◆ Tus tareas
a: Responde según el texto sobre la propiedad privada de la tierra:
(i) ¿Al amparo de qué han intentado disimular la conquista los defensores de esa propiedad?
(ii) ¿Mediante qué dieron los conquistadores estabilidad social a su derecho inicial?
(iii) Según el filósofo, ¿qué implican y expresan esas leyes?
b: Prolonga el texto sobre la propiedad privada de la tierra a partir de su última oración.

◆ Texto extraído
=-=-=

Sin plantearme la tarea de examinar aquí todos los argumentos de los defensores de la propiedad privada sobre la tierra —jurisconsultos, filósofos y economistas—, me limitaré nada más que a hacer constar, en primer lugar, que han hecho no pocos esfuerzos para disimular el hecho inicial de la conquista al amparo del «derecho natural». Si la conquista ha creado el derecho natural para una minoría, a la mayoría no le queda más que reunir suficientes fuerzas para tener el derecho natural de reconquistar lo que se le ha quitado.

En el curso de la historia, los conquistadores han estimado conveniente dar a su derecho inicial, que se desprendía de la fuerza bruta, cierta estabilidad social mediante leyes impuestas por ellos mismos.

Luego viene el filósofo y muestra que estas leyes implican y expresan el consentimiento universal de la humanidad. Si, en efecto, la propiedad privada sobre la tierra se basa en semejante consentimiento universal, debe, indudablemente, desaparecer en el momento en que la mayoría de la sociedad no quiera más reconocerla.

=-=-=

(Datos de segmentación de regiones)
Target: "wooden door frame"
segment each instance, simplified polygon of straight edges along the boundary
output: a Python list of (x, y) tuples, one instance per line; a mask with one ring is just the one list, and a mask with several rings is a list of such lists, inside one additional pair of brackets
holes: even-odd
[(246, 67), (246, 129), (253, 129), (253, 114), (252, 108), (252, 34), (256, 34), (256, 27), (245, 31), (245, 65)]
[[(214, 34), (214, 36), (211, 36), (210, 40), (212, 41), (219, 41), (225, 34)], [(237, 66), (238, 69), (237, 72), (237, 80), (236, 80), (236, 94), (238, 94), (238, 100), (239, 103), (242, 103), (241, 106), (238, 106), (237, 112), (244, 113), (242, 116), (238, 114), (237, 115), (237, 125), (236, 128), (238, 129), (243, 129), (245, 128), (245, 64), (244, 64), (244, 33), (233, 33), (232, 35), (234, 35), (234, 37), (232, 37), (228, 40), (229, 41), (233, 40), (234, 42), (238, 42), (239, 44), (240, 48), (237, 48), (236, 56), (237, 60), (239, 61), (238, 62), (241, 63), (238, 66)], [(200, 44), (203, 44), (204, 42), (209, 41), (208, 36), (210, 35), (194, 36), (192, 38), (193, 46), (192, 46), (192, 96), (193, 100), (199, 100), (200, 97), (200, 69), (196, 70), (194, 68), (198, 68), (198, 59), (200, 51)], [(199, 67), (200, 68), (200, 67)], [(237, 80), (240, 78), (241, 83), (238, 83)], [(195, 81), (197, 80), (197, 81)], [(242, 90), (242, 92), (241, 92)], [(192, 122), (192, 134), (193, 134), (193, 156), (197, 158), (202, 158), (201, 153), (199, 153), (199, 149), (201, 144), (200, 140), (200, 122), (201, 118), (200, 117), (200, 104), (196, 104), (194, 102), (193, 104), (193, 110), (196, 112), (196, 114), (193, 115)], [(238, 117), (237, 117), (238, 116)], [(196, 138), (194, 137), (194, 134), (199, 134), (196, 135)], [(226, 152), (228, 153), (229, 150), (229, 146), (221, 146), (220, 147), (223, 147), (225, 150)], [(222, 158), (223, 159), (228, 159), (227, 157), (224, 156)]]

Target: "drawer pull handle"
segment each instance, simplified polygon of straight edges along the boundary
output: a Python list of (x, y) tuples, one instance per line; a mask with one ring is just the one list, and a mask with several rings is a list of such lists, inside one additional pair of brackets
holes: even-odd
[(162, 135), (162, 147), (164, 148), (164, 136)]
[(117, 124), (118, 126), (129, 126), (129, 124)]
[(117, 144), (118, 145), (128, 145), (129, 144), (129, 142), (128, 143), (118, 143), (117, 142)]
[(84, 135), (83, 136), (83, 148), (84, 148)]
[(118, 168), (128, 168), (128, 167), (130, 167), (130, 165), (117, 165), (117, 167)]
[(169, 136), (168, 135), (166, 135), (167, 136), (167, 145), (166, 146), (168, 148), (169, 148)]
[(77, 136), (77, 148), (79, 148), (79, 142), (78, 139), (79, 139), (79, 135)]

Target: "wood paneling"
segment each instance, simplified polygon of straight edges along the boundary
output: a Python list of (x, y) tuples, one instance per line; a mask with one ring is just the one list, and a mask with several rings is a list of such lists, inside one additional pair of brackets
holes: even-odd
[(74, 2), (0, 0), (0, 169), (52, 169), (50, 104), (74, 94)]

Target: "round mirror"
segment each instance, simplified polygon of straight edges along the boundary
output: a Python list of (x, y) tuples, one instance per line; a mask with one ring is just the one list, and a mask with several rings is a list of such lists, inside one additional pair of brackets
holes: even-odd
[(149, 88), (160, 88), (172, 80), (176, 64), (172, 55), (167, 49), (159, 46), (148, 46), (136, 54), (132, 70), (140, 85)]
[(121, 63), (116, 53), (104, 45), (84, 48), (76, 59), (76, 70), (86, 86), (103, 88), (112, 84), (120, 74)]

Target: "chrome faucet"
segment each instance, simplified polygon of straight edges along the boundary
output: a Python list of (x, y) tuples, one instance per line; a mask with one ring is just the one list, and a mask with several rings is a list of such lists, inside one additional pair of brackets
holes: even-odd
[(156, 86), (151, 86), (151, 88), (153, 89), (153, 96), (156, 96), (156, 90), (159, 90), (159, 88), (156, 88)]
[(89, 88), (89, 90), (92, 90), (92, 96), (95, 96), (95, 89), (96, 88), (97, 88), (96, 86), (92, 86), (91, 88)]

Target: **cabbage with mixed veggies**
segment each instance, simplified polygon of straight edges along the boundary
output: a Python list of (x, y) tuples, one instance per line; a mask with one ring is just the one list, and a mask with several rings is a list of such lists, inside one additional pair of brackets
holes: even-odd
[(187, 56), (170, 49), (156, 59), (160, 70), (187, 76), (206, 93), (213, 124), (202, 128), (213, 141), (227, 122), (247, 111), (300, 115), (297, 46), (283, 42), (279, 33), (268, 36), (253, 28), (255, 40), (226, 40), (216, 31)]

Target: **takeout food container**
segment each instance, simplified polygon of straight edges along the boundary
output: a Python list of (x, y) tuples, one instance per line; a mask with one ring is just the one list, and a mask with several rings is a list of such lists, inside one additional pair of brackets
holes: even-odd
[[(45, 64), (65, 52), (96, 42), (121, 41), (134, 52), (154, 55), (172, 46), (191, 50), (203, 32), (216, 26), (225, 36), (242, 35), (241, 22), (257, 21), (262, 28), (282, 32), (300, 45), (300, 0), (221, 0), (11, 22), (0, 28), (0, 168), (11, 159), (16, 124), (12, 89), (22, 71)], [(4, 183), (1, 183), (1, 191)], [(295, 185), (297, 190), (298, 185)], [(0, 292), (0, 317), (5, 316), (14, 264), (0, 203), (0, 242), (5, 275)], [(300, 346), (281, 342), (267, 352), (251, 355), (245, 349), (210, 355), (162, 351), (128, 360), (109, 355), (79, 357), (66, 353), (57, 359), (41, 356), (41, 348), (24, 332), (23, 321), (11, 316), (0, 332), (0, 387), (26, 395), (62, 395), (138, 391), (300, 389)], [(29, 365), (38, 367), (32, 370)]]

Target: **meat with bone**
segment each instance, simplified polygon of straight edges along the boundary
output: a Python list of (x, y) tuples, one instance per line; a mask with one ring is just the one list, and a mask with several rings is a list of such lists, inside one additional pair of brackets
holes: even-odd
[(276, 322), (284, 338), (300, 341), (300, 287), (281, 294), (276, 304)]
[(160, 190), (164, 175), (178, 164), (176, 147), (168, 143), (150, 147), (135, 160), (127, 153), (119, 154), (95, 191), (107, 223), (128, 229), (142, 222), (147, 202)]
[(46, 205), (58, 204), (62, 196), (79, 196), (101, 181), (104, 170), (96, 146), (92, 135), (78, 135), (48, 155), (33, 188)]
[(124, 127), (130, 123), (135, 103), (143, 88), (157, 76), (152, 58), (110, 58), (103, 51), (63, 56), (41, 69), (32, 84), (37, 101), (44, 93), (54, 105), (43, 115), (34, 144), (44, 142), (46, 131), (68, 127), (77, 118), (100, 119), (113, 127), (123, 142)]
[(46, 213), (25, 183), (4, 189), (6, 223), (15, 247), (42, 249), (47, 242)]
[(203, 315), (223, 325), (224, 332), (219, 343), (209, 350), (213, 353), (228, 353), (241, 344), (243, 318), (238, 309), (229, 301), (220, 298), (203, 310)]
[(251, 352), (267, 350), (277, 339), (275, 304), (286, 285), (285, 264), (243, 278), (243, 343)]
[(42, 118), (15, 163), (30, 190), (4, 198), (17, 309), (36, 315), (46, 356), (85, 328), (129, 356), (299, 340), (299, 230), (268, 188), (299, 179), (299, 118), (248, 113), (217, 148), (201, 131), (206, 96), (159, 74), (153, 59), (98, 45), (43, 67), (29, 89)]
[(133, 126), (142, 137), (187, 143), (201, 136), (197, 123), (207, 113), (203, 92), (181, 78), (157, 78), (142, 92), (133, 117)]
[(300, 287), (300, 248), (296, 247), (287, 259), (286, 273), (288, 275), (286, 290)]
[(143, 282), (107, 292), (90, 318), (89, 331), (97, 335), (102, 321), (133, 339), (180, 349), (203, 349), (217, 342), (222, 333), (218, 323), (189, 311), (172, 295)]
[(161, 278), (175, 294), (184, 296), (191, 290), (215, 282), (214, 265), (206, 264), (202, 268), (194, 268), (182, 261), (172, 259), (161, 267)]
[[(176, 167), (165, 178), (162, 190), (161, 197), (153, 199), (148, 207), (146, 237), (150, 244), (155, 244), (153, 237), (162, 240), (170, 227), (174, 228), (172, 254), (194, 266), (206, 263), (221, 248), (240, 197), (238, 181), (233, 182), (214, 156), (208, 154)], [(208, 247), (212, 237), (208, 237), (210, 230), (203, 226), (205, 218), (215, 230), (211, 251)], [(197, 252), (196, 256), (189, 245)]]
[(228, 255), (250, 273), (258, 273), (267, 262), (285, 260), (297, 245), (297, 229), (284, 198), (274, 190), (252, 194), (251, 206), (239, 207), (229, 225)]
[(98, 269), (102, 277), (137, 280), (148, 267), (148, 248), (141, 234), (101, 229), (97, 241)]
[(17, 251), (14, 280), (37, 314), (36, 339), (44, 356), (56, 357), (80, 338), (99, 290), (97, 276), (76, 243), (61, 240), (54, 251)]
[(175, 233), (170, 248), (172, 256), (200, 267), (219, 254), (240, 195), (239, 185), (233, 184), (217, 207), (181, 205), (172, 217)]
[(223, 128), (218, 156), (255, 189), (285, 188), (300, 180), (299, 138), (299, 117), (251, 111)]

=-=-=

◆ Respuestas esperadas
a:
(i) Al amparo del «derecho natural».
(ii) Mediante leyes impuestas por ellos mismos.
(iii) El consentimiento universal de la humanidad.

b:
No obstante, dejando de lado los pretendidos «derechos» de propiedad, yo afirmo que el desarrollo económico de la sociedad, el crecimiento y la concentración de la población, que vienen a ser las condiciones que impulsan al granjero capitalista a aplicar en la agricultura el trabajo colectivo y organizado, a recurrir a las máquinas y otros inventos, harán cada día más que la nacionalización de la tierra sea «una necesidad social», contra la que resultarán sin efecto todos los razonamientos acerca de los derechos de propiedad. Las necesidades imperiosas de la sociedad deben ser y serán satisfechas, los cambios impuestos por la necesidad social se abrirán camino ellos mismos, y, a la larga o a la corta, adaptarán la legislación a sus intereses.

Lo que nos hace falta es un crecimiento diario de la producción, y las exigencias de ésta no pueden ser satisfechas cuando un puñado de hombres se halla en condiciones de regularla a su antojo y con arreglo a sus intereses privados o de agotar, por ignorancia, el suelo. Todos los métodos modernos, como, digamos, el riego, el avenamiento, el arado de vapor, los productos químicos, etc., deben aplicarse en grandes proporciones en la agricultura. Pero, los conocimientos científicos que poseemos, al igual que los medios técnicos de practicar la agricultura de que disponemos, como las máquinas, etc., sólo pueden emplearse con éxito si se cultiva la tierra en gran escala.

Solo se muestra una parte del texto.